**Request:** Rescale the records below by copying every line, requests included, and multiplying each pixel coordinate in the answers by 0.2, rounded to the nearest whole number with halves rounded up.

**Records for this task:**

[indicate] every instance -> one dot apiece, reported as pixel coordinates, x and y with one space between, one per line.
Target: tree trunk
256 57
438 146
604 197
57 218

**Task response:**
[indicate] every instance -> one dot apiece, reported as pixel coordinates, x and y with one space between, one per line.
Target: tree trunk
51 11
88 29
121 39
11 44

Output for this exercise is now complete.